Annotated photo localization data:
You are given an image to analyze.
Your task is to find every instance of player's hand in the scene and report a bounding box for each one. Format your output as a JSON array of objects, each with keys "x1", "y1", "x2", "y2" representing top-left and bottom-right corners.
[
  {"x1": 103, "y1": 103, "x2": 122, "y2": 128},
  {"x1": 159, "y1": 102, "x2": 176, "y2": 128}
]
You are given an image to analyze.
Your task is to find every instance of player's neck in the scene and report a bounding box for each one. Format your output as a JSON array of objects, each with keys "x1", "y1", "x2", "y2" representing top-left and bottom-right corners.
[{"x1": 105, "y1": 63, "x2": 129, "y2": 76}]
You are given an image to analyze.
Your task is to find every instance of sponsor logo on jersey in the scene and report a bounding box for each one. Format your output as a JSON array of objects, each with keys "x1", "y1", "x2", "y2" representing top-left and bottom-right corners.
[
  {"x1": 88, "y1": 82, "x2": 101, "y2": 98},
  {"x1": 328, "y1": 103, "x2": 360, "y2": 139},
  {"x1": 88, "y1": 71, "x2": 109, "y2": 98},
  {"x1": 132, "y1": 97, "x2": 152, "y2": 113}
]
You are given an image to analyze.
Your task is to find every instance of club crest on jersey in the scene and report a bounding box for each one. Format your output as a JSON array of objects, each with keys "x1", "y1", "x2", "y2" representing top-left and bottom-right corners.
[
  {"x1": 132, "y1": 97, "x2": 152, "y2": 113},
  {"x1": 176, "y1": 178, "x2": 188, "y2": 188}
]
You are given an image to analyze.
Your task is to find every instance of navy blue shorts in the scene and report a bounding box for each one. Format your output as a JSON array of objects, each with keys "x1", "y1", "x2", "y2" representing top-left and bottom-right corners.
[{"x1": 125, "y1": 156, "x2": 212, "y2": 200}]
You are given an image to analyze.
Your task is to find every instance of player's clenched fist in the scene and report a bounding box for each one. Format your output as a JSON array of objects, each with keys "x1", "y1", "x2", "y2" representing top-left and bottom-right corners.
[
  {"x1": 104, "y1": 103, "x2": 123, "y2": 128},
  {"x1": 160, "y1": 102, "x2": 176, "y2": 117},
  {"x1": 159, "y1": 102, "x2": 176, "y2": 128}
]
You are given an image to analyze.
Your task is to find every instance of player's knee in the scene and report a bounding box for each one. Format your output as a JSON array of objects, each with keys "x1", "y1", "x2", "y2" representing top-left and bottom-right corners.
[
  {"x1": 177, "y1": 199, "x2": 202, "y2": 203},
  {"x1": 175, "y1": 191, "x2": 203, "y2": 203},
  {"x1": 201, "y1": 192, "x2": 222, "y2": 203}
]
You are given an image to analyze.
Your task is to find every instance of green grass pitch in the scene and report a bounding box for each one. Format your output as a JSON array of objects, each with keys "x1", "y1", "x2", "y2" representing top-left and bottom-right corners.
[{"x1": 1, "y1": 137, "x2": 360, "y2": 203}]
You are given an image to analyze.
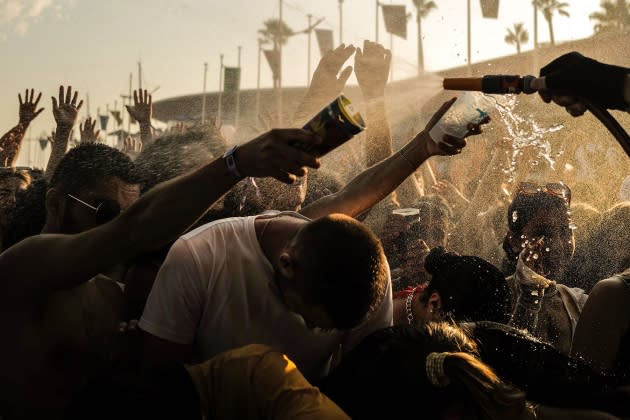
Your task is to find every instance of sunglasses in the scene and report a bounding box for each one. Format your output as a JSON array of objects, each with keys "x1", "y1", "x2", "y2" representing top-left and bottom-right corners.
[
  {"x1": 515, "y1": 182, "x2": 571, "y2": 205},
  {"x1": 67, "y1": 194, "x2": 122, "y2": 224}
]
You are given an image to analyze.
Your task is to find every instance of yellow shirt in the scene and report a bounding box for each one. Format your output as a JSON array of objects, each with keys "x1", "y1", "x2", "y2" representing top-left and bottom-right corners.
[{"x1": 186, "y1": 344, "x2": 350, "y2": 420}]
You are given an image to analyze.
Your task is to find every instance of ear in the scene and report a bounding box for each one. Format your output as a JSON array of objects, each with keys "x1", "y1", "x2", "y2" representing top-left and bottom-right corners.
[
  {"x1": 278, "y1": 252, "x2": 295, "y2": 280},
  {"x1": 45, "y1": 188, "x2": 64, "y2": 227},
  {"x1": 427, "y1": 292, "x2": 442, "y2": 314}
]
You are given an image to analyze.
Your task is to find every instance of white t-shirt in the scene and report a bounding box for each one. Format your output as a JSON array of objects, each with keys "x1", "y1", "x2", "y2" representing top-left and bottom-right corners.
[{"x1": 139, "y1": 212, "x2": 393, "y2": 379}]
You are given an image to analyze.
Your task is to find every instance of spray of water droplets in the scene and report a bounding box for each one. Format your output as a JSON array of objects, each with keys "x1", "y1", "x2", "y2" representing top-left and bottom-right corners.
[{"x1": 490, "y1": 95, "x2": 565, "y2": 183}]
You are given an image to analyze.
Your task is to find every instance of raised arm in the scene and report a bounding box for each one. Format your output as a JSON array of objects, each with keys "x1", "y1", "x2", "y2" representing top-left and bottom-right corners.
[
  {"x1": 0, "y1": 89, "x2": 44, "y2": 166},
  {"x1": 355, "y1": 40, "x2": 423, "y2": 207},
  {"x1": 45, "y1": 86, "x2": 83, "y2": 180},
  {"x1": 301, "y1": 99, "x2": 486, "y2": 220},
  {"x1": 126, "y1": 89, "x2": 153, "y2": 144},
  {"x1": 0, "y1": 129, "x2": 321, "y2": 299}
]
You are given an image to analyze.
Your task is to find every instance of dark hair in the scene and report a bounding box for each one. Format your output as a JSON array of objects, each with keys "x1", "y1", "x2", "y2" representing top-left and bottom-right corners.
[
  {"x1": 2, "y1": 177, "x2": 48, "y2": 249},
  {"x1": 423, "y1": 247, "x2": 511, "y2": 324},
  {"x1": 135, "y1": 126, "x2": 226, "y2": 192},
  {"x1": 49, "y1": 143, "x2": 141, "y2": 194},
  {"x1": 318, "y1": 322, "x2": 527, "y2": 419},
  {"x1": 294, "y1": 214, "x2": 389, "y2": 330}
]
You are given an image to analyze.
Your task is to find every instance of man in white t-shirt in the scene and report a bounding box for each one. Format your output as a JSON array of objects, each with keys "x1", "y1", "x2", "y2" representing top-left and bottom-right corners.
[
  {"x1": 139, "y1": 96, "x2": 482, "y2": 379},
  {"x1": 140, "y1": 211, "x2": 392, "y2": 379}
]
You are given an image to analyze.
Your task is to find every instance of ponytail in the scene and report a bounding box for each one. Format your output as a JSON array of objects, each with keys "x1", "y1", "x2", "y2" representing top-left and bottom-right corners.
[{"x1": 427, "y1": 352, "x2": 528, "y2": 420}]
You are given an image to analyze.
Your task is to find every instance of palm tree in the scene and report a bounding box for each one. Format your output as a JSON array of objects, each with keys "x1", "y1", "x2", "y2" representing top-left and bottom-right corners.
[
  {"x1": 590, "y1": 0, "x2": 630, "y2": 34},
  {"x1": 504, "y1": 23, "x2": 529, "y2": 54},
  {"x1": 412, "y1": 0, "x2": 437, "y2": 75},
  {"x1": 258, "y1": 19, "x2": 294, "y2": 88},
  {"x1": 258, "y1": 19, "x2": 294, "y2": 51},
  {"x1": 532, "y1": 0, "x2": 569, "y2": 46}
]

PROBLEM TO SOLVE: Copy every record exactly, leaving the pictures out.

COMPLETED EXERCISE:
You are given an image to analyze.
Your task is to find every instance of player's hand in the scene and report a bounding box for each one. Format your output as a JSON array of objects, each with keys "x1", "y1", "x2", "y2" representing top-left and bottom-right corners.
[
  {"x1": 103, "y1": 103, "x2": 122, "y2": 128},
  {"x1": 159, "y1": 102, "x2": 176, "y2": 128}
]
You are given an image to analyze.
Your task is to find every instance of player's neck in the scene and report a bounding box for each one. Format your output as a JSON array of objects, each with keys "x1", "y1", "x2", "y2" representing top-left and bottom-right corners.
[{"x1": 105, "y1": 63, "x2": 129, "y2": 76}]
You are given an image to analyze.
Your task is to find every instance of sponsor logo on jersey in the scene and report a bounding box for each one. Format your output as a JSON array of objects, each with keys "x1", "y1", "x2", "y2" representing top-left and bottom-right corners.
[
  {"x1": 88, "y1": 82, "x2": 101, "y2": 98},
  {"x1": 328, "y1": 103, "x2": 360, "y2": 139},
  {"x1": 88, "y1": 71, "x2": 109, "y2": 98},
  {"x1": 132, "y1": 97, "x2": 152, "y2": 113}
]
You are given an image to analyze.
Your task is to find every instance of club crest on jersey in the scene and report a bounding box for each one. Format your output as a JSON array of objects, each with keys "x1", "y1", "x2", "y2" representing top-left and bottom-right corners.
[
  {"x1": 132, "y1": 97, "x2": 152, "y2": 113},
  {"x1": 176, "y1": 178, "x2": 188, "y2": 188}
]
You are given an image to analyze.
Your task is to find every instance of navy blue shorts in the scene and report a bounding box for each one. Format your output as a JSON array of objects, each with keys "x1", "y1", "x2", "y2" representing top-left and bottom-right corners.
[{"x1": 125, "y1": 156, "x2": 212, "y2": 200}]
You are given an image to analyze.
Your task is to find every instance of player's clenched fist in the scene and report a bounding box for each one. Format your output as a JSON array of objects, each with keys "x1", "y1", "x2", "y2" representing top-left and bottom-right corners.
[
  {"x1": 104, "y1": 103, "x2": 123, "y2": 128},
  {"x1": 160, "y1": 102, "x2": 176, "y2": 117},
  {"x1": 159, "y1": 102, "x2": 176, "y2": 128}
]
You are given an image to analyze.
Your task is to find every instance of player's knee in the scene and report a bounding box for each one. Format your output as a JSON array of objects, each with keys "x1", "y1", "x2", "y2" representing top-left and bottom-right corners.
[
  {"x1": 177, "y1": 199, "x2": 202, "y2": 203},
  {"x1": 175, "y1": 191, "x2": 203, "y2": 203},
  {"x1": 201, "y1": 192, "x2": 222, "y2": 203}
]
You are given an image to analyze.
Your task is to find every instance of green grass pitch in the scene and report a bounding box for each one. Format your output as a JSON array of objects, each with keys "x1", "y1", "x2", "y2" representing top-left and bottom-right corners.
[{"x1": 1, "y1": 137, "x2": 360, "y2": 203}]
You are given an image to analyze.
Your task is to find every instance of sunglasses in the scene and report a bounding box for each one. Format your output as a JSON array of objects, each with keys "x1", "y1", "x2", "y2" representing top-left and bottom-right corners.
[
  {"x1": 515, "y1": 182, "x2": 571, "y2": 205},
  {"x1": 67, "y1": 194, "x2": 122, "y2": 224}
]
You are given an image to analyze.
Your task is to find every instance of yellow shirt in the scene and report a bounding box for each one. Format your output as a JSON array of objects, each with keys "x1", "y1", "x2", "y2" representing top-left and bottom-right corners.
[{"x1": 186, "y1": 344, "x2": 350, "y2": 420}]
You are given an image to analyze.
Your task is to find every instance of ear in the scene and report a bounding box for each one. Format your output as a JSON array of objects, each with keys "x1", "y1", "x2", "y2" representing top-left and bottom-right corners.
[
  {"x1": 278, "y1": 252, "x2": 295, "y2": 280},
  {"x1": 45, "y1": 188, "x2": 64, "y2": 227},
  {"x1": 427, "y1": 292, "x2": 442, "y2": 314}
]
You are given an image to analyze.
Your task is to find every instance of white t-shirt in the scene and report a bounding box for each one. Format your output as a JSON array of objects, each with keys "x1", "y1", "x2", "y2" representing top-left and bottom-right corners.
[{"x1": 139, "y1": 212, "x2": 393, "y2": 379}]
You are given an image to analyze.
Your task is to find every instance of spray of water droplets in the scene and report a bounding box for each one. Format your output as a JSON array of objects, each with keys "x1", "y1", "x2", "y2" representing top-left and bottom-right corners.
[{"x1": 490, "y1": 95, "x2": 565, "y2": 183}]
You are given an image to analyze.
Your task is to find every instance of raised arm in the scene and report a bounding box for each one. Format your output as a JSON array of objects, each with keys "x1", "y1", "x2", "y2" representing top-left and bottom-right corners.
[
  {"x1": 0, "y1": 89, "x2": 44, "y2": 166},
  {"x1": 355, "y1": 40, "x2": 423, "y2": 207},
  {"x1": 45, "y1": 86, "x2": 83, "y2": 180},
  {"x1": 301, "y1": 99, "x2": 486, "y2": 220},
  {"x1": 126, "y1": 89, "x2": 153, "y2": 144},
  {"x1": 0, "y1": 129, "x2": 321, "y2": 299}
]
You are given an image to analyze.
Your task is to find every instance of dark hair in the scene and report a bounding box for each one. Format your output as a JSON array of objects, each with keys "x1", "y1", "x2", "y2" representing top-left and bottom-right corners.
[
  {"x1": 2, "y1": 177, "x2": 48, "y2": 249},
  {"x1": 423, "y1": 247, "x2": 511, "y2": 324},
  {"x1": 135, "y1": 126, "x2": 226, "y2": 192},
  {"x1": 49, "y1": 143, "x2": 141, "y2": 194},
  {"x1": 318, "y1": 322, "x2": 527, "y2": 419},
  {"x1": 294, "y1": 214, "x2": 389, "y2": 330}
]
You are given an image to analyze.
Your task is to find every instance of man in white t-shirt in the scene and report a bounding box for each one. Format your output as a JSON array of objects, each with keys "x1", "y1", "x2", "y2" representing top-left and bottom-right corners.
[
  {"x1": 139, "y1": 96, "x2": 482, "y2": 379},
  {"x1": 140, "y1": 211, "x2": 392, "y2": 379}
]
You are given an image to analyze.
Your task is to find every instance of ponytail in the scene and report a bounding box for each one. Format your output as a JSON array of objects, each with keys "x1", "y1", "x2", "y2" representing top-left and bottom-right corners.
[{"x1": 427, "y1": 352, "x2": 528, "y2": 420}]
You are given an image to analyze.
Your task is to find every instance of palm tree in the scene and report a bounding box for each one. Format your output as a JSON array of objects, each with keys "x1", "y1", "x2", "y2" representing top-left and bottom-right corners.
[
  {"x1": 590, "y1": 0, "x2": 630, "y2": 34},
  {"x1": 504, "y1": 23, "x2": 529, "y2": 54},
  {"x1": 412, "y1": 0, "x2": 437, "y2": 75},
  {"x1": 258, "y1": 19, "x2": 294, "y2": 88},
  {"x1": 258, "y1": 19, "x2": 294, "y2": 51},
  {"x1": 532, "y1": 0, "x2": 569, "y2": 46}
]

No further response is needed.